--- Texto de origem ---

Vamos iniciar mais uma etapa deste projeto em fevereiro de 2009. Receberei cerca de 150 alunos, na faixa de 11 anos, vindos das escolas municipais. Todos chegando para os 6ºs anos. Todos curiosos para uma nova etapa de mais quatro anos nesta escola estadual. Eles chegam com olhinhos assustados, enfim, tudo é novo.
Para mim também, pois acabo de “deixar” as turmas de 2008 para trás... De uma forma gratificante... Pois passamos o ano letivo juntos, explorando o máximo da literatura e das leituras que considerei adequadas para eles. Eles também estarão empolgados com a continuação... Quem sabe o projeto não se expande e terei uma colega para me ajudar com as turmas de 7ºs anos?

A diretora da escola e eu temos pedido ao “Papai do Céu” esta Graça... Se conseguirmos aprovação de nossa Superintendência local estes alunos teriam continuidade e avançariam mais em seus estímulos literários.

Quem sabe, você, leitor e amigo das Letras da Torre não deixa um comentário nos ajudando no pedido? Pode ter certeza que eu encaminharei esta postagem à pessoa responsável, prometo!

Outro detalhe pertinente é a questão dos números de turmas.
A cada ano estamos recebendo menos alunos para os 6°s anos. Diminuímos uma turma, de seis teremos cinco.

Os pais estão pensando melhor em colocar filhos no mundo ou é impressão minha?
Também nessa crise do país... Bem, deixo esta parte tão polêmica para meu amigo Quasímodo, afinal ele é o anfitrião deste blog e sabe discursar plenamente sobre questões sociais, econômicas e assuntos afins.

Voltemos ao assunto LEITURA!

Já estou iniciando meu novo planejamento. Tenho pensado nos tipos de leituras que irei apresentar. Meu objetivo geral é desenvolver a competência de leitura do aluno buscando torná-lo um leitor eficiente.

“... A didática pode ser envolvente. Em vez de longas fórmulas para decorar problemas que envolvam áreas distintas do conhecimento, fontes diversas como livros, internet e colegas. Em vez do mecânico, o lúdico. Em vez de teórico, o prático contido num poema ou revista... O aluno estimulado se transformará em um pesquisador ávido. São maiores as chances de que venha a ler Machado de Assis, por sentir-se seduzido pelo prazer da leitura, e não porque foi obrigado.” (Gabriel Chalita).

--- Dados fornecidos ---

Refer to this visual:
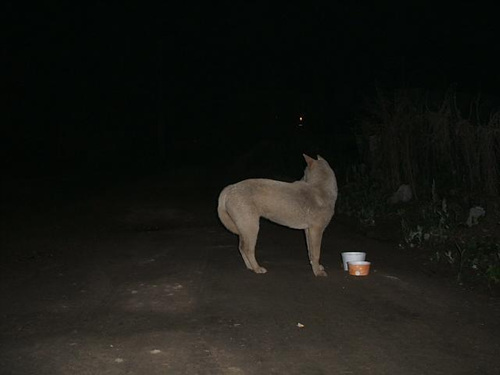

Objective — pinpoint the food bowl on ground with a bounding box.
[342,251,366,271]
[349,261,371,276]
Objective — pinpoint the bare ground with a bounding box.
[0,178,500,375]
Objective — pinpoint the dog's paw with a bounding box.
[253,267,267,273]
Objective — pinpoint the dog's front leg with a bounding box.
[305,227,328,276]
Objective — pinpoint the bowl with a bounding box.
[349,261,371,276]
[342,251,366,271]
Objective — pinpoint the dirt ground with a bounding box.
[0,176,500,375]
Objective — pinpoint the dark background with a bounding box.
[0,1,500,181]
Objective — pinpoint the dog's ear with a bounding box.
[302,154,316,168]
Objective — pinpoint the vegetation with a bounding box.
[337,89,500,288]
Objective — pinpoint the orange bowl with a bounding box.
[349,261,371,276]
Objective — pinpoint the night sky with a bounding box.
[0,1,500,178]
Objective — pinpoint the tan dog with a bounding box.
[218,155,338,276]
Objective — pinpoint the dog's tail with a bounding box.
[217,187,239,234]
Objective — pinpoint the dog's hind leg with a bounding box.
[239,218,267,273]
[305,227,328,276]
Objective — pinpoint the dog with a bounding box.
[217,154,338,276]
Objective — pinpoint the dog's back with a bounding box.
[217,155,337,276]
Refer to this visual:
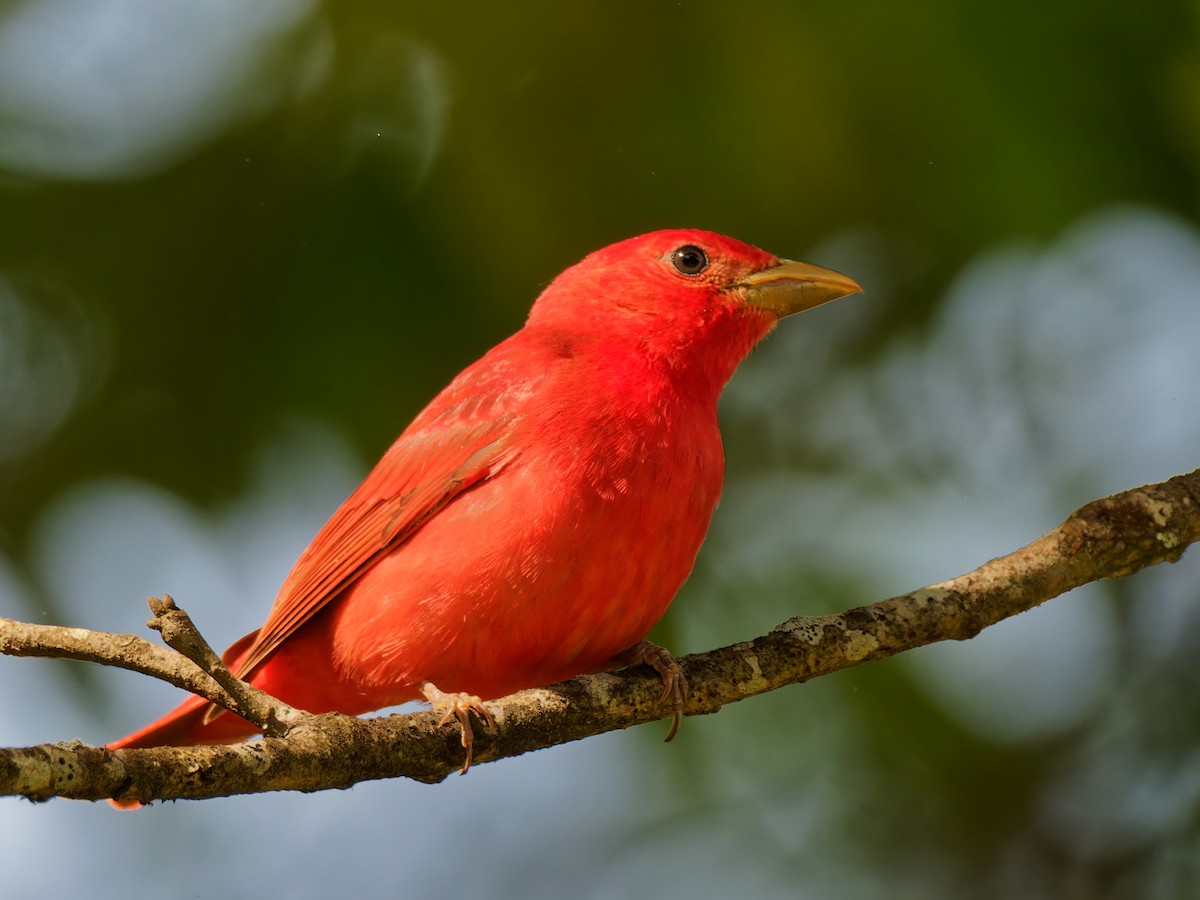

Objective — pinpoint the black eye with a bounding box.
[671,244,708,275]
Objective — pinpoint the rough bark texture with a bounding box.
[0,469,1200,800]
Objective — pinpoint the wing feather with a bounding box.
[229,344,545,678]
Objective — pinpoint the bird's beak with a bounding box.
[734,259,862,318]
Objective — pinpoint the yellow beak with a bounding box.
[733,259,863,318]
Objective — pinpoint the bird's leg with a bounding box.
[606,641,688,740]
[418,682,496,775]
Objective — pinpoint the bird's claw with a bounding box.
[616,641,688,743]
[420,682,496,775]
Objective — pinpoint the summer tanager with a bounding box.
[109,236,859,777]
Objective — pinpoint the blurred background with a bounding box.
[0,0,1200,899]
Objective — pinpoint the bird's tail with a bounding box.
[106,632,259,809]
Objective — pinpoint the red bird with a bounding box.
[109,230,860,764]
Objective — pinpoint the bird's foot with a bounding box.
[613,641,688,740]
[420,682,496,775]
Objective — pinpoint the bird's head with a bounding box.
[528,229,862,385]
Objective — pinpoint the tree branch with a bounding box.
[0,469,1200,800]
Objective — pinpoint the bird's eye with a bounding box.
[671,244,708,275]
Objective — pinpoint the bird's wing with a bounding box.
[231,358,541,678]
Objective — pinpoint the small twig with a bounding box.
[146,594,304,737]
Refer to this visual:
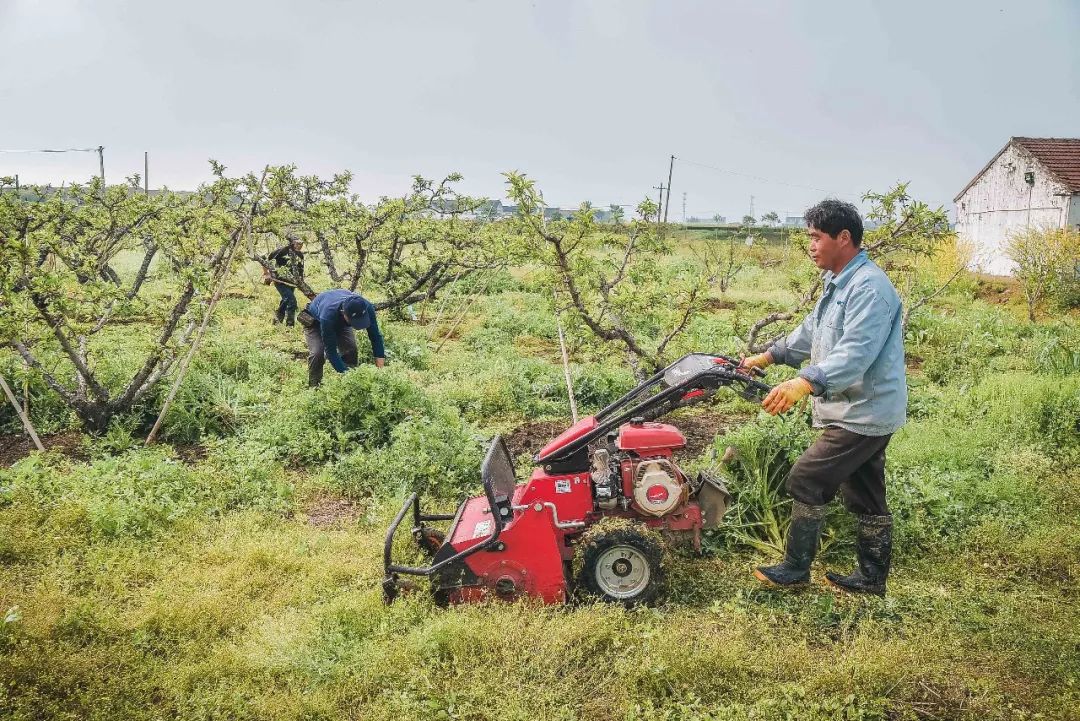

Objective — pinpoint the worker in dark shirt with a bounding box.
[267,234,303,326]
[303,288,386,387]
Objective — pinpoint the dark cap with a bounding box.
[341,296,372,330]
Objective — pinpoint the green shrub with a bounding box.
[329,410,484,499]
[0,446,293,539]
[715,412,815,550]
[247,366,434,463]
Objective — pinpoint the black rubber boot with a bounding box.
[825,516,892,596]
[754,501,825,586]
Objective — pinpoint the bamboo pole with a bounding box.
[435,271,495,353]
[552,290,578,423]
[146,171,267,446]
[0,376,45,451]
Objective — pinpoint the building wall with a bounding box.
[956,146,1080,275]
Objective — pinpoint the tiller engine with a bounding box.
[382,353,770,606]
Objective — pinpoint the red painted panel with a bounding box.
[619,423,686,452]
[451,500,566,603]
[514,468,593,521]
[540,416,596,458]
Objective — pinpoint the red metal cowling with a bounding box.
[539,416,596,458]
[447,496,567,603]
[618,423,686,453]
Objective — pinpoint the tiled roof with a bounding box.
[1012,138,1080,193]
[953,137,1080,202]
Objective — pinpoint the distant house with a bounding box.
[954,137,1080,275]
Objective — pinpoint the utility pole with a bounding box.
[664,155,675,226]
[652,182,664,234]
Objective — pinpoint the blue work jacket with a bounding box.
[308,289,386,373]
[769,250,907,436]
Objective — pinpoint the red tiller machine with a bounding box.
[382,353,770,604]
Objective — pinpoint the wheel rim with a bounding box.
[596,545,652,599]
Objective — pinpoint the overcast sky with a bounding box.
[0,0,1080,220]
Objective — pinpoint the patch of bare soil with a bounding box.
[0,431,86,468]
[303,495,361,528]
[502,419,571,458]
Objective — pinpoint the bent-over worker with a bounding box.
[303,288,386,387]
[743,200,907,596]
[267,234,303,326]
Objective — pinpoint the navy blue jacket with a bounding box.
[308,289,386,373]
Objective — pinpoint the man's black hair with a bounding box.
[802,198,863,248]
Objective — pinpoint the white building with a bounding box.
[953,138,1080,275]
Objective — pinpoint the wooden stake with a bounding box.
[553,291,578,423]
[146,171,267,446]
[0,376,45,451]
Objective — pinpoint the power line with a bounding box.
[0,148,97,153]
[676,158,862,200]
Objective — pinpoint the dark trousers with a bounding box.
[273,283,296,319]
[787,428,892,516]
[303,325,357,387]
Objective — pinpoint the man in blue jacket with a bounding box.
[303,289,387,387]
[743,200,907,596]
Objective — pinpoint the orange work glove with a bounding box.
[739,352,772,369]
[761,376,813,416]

---

### Trabalho solicitado
Dê continuidade ao texto sobre o projeto de leitura com as turmas de 6º ano, escrevendo o trecho que viria logo após a citação de Gabriel Chalita.

### Resultado da tarefa
Darei uma atenção especial ao tema “Valores Humanos”, incutindo nos alunos o respeito pelo outro, trocando gentilezas, sensibilizando-os a praticá-las no dia-a-dia, além dos portões escolares. Para isto já estou preparando leituras sobre cidadania, exercícios das palavrinhas mágicas, ética ,convivência harmoniosa, entre outros.

No plano de ação eu organizo as leituras em temas, separando-os em atividades mensais.

No mês de fevereiro eu reservo para fazer a sondagem da clientela, ou seja: chamarei os alunos pela primeira vez, eles lerão e interpretarão as leituras que eu pedir.

Lembrem - se que o trabalho principal do projeto é atendê-los individualmente. Isto acontece sistematicamente durante o ano letivo. A sondagem me indicará o nível de leitura e interpretação de cada um. As leituras não devem ser longas, apenas de uma folha, pois trata - se de uma verificação da oralidade e capacidade de contar o que leu.

Após este primeiro contato começo a agrupar os alunos por níveis. Os que apresentam mais dificuldades serão chamados mais vezes para estarem comigo. Aqueles que já dominam a leitura e interpretação eu vou aumentando o grau de dificuldades das leituras. Ou seja, é necessário um grande tipo de leituras para que o trabalho apresente resultados.

Normalmente um aluno tímido, no mês de fevereiro, vai se desinibindo gradualmente e em maio ou junho já está bem mais fluente e até fazendo gestos com as mãos na hora de me contar o que leu. Quando eles terminam a leitura eu costumo dizer: “Conte-me o que você leu”. Li, certa vez, que não é aconselhável perguntar o que entendeu da leitura.

Na primeira vez que ouvem esta frase, alguns estranham, mas com o passar do tempo eles automaticamente já iniciam a interpretação assim que terminam a leitura. Tudo é uma questão de jeito e treino.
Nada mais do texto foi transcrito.